* begin Document passage *

Dark Shadows Not Too Bright for Me


I went to see the remake of Dark Shadows in the theater opening weekend and then caught it a second time as part of a double feature at a drive-in last weekend. I held off on writing a review initially, and sort of thought seeing it a second time might change my opinion of it - but it really didn’t. This film is a remake of the gothic soap opera (created by Dan Curtis) that ran on television from 1966 – 1971. It centers around a vampire named Barnabas Collins who is released from a coffin where he has been trapped for centuries by a witch named Angelique. He is reawakened in the year 1972 and must deal with Angelique, who is still making life miserable for the Collins family, and attempt to restore the family name in the town of Collinsport.

Tim Burton directed this film and it stars Johnny Depp as Barnabas Collins, Helena Bonham Carter as Dr. Julia Hoffman, Michelle Pheiffer as Elizabeth Collins and Eva Green as Angelique. It was written by Seth Grahame-Smith.

* end Document passage *
* begin Dataset excerpt *

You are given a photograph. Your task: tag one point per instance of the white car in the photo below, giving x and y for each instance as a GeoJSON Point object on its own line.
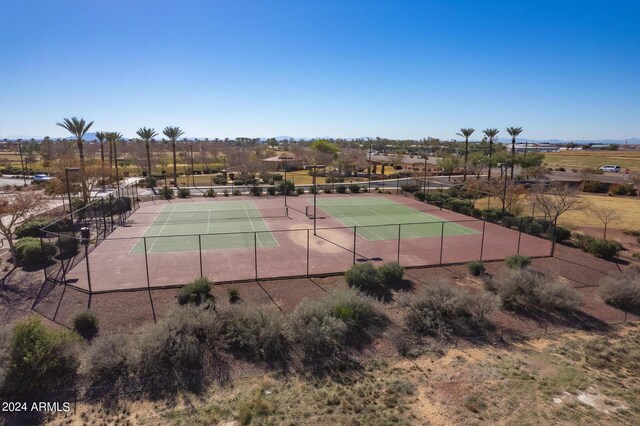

* end Dataset excerpt *

=== Given request 1 ===
Name every character from the film that the Dark Shadows review mentions by name.
=== Given request 2 ===
In the Dark Shadows review, take the part that opens with the words containing "Tim Burton directed" and closes with "by Seth Grahame-Smith.", and write it out again with "directed" swapped for "helmed".
=== Given request 3 ===
Extend the Dark Shadows review from its last sentence onward.

=== Exercise answer 1 ===
Barnabas Collins
Angelique
Dr. Julia Hoffman
Elizabeth Collins

=== Exercise answer 2 ===
Tim Burton helmed this film and it stars Johnny Depp as Barnabas Collins, Helena Bonham Carter as Dr. Julia Hoffman, Michelle Pheiffer as Elizabeth Collins and Eva Green as Angelique. It was written by Seth Grahame-Smith.

=== Exercise answer 3 ===
My biggest complaint with Dark Shadows is the tone of the film, turning a gothic drama into a light hearted black comedy. In this version Barnabas Collins is reduced to a two-dimensional character that too often serves only as a punch line to lame jokes. There is a trend in cartoons and films nowadays to make father figures idiots, and Dark Shadows follows suit, with Barnabas at one point stalking a lava lamp, slowly sneaking up on this inanimate object like a cat stalking prey. At another point (that was shown in the trailer) he sees someone singing on a television screen and rips the back off the set, shouting, “Tiny songstress reveal yourself!” Barnabas is a dimwit, much like Homer Simpson or Peter Griffin. He solves every problem with brute force, and is easily manipulated. The devious mastermind of Curtis’ series is reduced to a dumb brute - It is embarrassing, especially for anyone who has watched the original series. There are moments where Barnabas is truly scary, attacking and feeding on various townsfolk. But these scenes are offset with ridiculous moments of light hearted humor, and I’m not sure whether to blame Burton or screenwriter Grahame-Smith.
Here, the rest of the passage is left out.